Жажда слога и стыд – два полюса существования Девуш—кина, между собой самым внутренним образом связанные. Они таким образом связаны, что взыскуемый слог взыскуется как достойное облачение стыдного существования, как победа над стыдом, которая не достигается, но борьба за которую напряженно в слове его идет. Так, она идет в знаменитом (благодаря анализу этого места у М. Бахтина[369]) его кружении вокруг слова «кухня» в первом письме: «Я живу в кухне, или гораздо правильнее будет сказать вот как…» Названо прямое слово – и тут же взято назад: он как будто раскрылся и спешит прикрыться: «тут подле кухни есть одна комната… комнатка небольшая, уголок такой скромный…» Прямое и точное слово – кухня – оказывается страшным и невозможным словом. Это голое слово, от которого холодно = стыдно; и это прямое и голое слово («голая правда») – чужое слово (так о нём с презрением скажут: он живет в кухне). «Кухне» противопоставлена «комната», но он чувствует, что это слишком сильно сказано, и поправляется дальше, пытаясь найти какую—то меру между прямой кухней и условной комнатой и приходя наконец к некоторому неустойчивому равновесию: «как бы еще комната, нумер сверхштатный». По воспоминаниям П. Анненкова, Белинский хотел помочь Достоевскому «выправить» слог «и сообщить ему сильные, так сказать, нервы и мускулы, которые помогли бы овладевать предметами прямо, сразу, не надрываясь в попытках, но тут критик встретил уже решительный отпор».[370] В самом деле, может ли человек Достоевского овладеть прямо, «не надрываясь в попытках», словом кухня, в котором заключён его стыд?

• Письменное задание A: Кто, по воспоминаниям П. Анненкова, хотел помочь Достоевскому «выправить» слог, согласно фрагменту о Девушкине?
Эти записи никак не связаны с фрагментом.

• Исходные записи:
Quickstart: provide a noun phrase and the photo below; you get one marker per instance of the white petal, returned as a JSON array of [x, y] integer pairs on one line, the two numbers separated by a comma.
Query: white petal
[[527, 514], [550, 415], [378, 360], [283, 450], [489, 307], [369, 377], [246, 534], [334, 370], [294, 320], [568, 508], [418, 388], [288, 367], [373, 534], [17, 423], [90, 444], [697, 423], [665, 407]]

...

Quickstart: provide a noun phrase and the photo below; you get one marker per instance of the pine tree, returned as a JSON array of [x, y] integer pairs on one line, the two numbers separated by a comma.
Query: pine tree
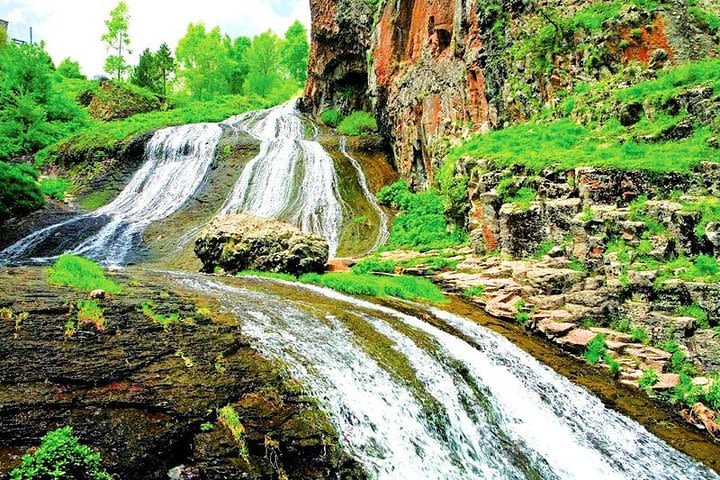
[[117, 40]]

• Письменное задание B: Преобразуйте записи от строки, где есть «of the pine», вниз до строки, где есть «[[117, 40]]», включая обе, в таблицу Markdown со столбцами «Номер» и «Строка», без пустых строк. Изображения в ответ не включайте.

• Ответ на упражнение A: Белинский.

• Ответ на упражнение B:
| Номер | Строка |
|---|---|
| 1 | Quickstart: provide a noun phrase and the photo below; you get one marker per instance of the pine tree, returned as a JSON array of [x, y] integer pairs on one line, the two numbers separated by a comma. |
| 2 | Query: pine tree |
| 3 | [[117, 40]] |